◆ **DIRECTIVE**
Copy out the data below, swapping every "jersey" for "shirt" and leaving everything else untouched. Omit the pictures from your copy.

* start *

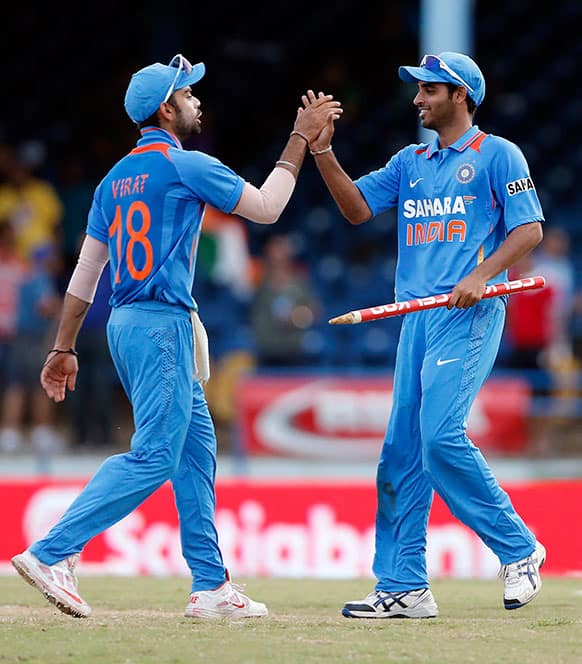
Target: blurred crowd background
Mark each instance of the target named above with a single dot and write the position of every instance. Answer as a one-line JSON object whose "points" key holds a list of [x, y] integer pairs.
{"points": [[266, 292]]}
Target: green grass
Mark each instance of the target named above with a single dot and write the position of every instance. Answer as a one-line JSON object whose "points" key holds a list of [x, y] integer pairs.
{"points": [[139, 620]]}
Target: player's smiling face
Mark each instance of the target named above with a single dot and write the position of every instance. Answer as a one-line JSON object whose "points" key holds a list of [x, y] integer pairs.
{"points": [[436, 108]]}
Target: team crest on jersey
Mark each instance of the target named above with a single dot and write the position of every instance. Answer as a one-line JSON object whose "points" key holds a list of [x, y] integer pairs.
{"points": [[465, 173], [517, 186]]}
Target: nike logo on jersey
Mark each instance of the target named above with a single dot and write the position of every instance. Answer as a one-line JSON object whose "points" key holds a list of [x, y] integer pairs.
{"points": [[441, 362]]}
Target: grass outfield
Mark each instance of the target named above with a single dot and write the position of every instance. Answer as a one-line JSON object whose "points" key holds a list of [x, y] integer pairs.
{"points": [[139, 620]]}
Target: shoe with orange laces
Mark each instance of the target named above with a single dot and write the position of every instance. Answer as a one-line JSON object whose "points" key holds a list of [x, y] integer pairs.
{"points": [[226, 601], [58, 583]]}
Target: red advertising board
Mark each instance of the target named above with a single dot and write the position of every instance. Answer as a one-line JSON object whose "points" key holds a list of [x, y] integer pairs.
{"points": [[345, 418], [319, 529]]}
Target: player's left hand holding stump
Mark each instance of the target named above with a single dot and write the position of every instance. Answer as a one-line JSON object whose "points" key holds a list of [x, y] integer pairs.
{"points": [[467, 292]]}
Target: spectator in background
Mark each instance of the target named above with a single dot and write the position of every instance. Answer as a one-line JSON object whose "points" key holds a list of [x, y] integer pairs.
{"points": [[12, 271], [30, 203], [38, 304], [75, 190], [284, 307], [553, 261], [529, 328]]}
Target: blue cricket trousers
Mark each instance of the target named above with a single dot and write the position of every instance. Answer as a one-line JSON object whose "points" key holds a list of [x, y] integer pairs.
{"points": [[152, 347], [443, 359]]}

* end *

◆ **ANSWER TO THE PROBLEM**
Target: blurred crowd background
Mark each instance of the target named above with a single dot and write the position of every instance. Answer as a one-line JSON object whose "points" key holds a list of [x, y] integer pairs.
{"points": [[266, 292]]}
Target: green grass
Mark each instance of the target named above with a single dot and write the position of every instance. Answer as a one-line JSON object whose "points" key holds a list of [x, y] integer pairs.
{"points": [[139, 620]]}
Target: player's smiling face
Mark each instance of the target named above with a single dot and write the position of every instance. Answer as a one-line JSON object whose "points" key holds a list of [x, y] integer pairs.
{"points": [[436, 108]]}
Target: team crest on shirt
Mark each instance of the target named above with a single dot and write the position of every instance. Answer as a one-line JSON object whose "points" key holds a list of [x, y] integer pairs.
{"points": [[465, 173], [517, 186]]}
Target: nike logo on shirt
Mark each instance of the target named above with a single dot and write the position of every instance. Answer as a one-line JSON object whose "points" key holds a list of [x, y] integer pairs.
{"points": [[441, 362]]}
Target: grass outfield
Mark each instance of the target named above with a single dot and write the position of every instance. Answer as a one-line JSON object whose "points" key holds a list of [x, y] integer pairs.
{"points": [[139, 620]]}
Target: shoe with orange laces
Mark each instance of the target named above with a single dot and write the position of every instance. Answer as a one-line JSON object whose "points" key holds a list of [x, y] integer pairs.
{"points": [[226, 601], [58, 583]]}
Target: red advertising board
Mark each instance of the target named above with a single dot and write the position of every instance. Answer as a one-line JSON object whose "points" key holds a list of [x, y] integer pairs.
{"points": [[345, 418], [319, 529]]}
Target: player's left hand holding stump
Mark each instance of the target named above with a single dot and write the position of every instance. Answer as a one-line JSON object whose "points" key holds a list of [x, y] integer pairs.
{"points": [[467, 292]]}
Target: spectator in background
Mark each instance of the target named above with a single dot and write the position of every instance. Answer as a one-line JSON object whose "points" key holds a list of [x, y] integer pairs.
{"points": [[12, 271], [30, 203], [38, 304], [75, 190], [284, 307], [553, 261], [529, 328]]}
Target: blue cricket trousers
Mark each instance of the target named above with a single dot and write the position of every instance. Answer as a one-line JSON object whose "points" key holds a list of [x, y] integer pairs.
{"points": [[152, 347], [443, 359]]}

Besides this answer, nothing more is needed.